Supplied material:
[Start]

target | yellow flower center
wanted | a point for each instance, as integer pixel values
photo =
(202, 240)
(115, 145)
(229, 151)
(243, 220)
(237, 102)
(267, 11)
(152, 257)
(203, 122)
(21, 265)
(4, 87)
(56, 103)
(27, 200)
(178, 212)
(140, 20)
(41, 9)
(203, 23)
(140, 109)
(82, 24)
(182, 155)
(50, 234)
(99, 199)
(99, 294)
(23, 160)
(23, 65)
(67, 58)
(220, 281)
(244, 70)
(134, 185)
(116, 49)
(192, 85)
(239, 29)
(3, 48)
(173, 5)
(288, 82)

[End]

Task details: Shift every point in the records above by adding 12 to each of its x and y pixel coordinates, and write out all the lines again, requests included.

Solution to this problem:
target | yellow flower center
wanted | a point for each instance, as integer pixel values
photo =
(214, 252)
(127, 157)
(241, 163)
(255, 232)
(249, 114)
(279, 23)
(164, 269)
(215, 134)
(33, 277)
(16, 99)
(68, 115)
(39, 212)
(190, 224)
(152, 32)
(53, 21)
(215, 35)
(152, 121)
(94, 36)
(194, 167)
(62, 246)
(111, 211)
(111, 306)
(35, 172)
(35, 77)
(79, 70)
(232, 293)
(256, 82)
(146, 197)
(128, 61)
(204, 97)
(251, 41)
(15, 60)
(185, 17)
(300, 94)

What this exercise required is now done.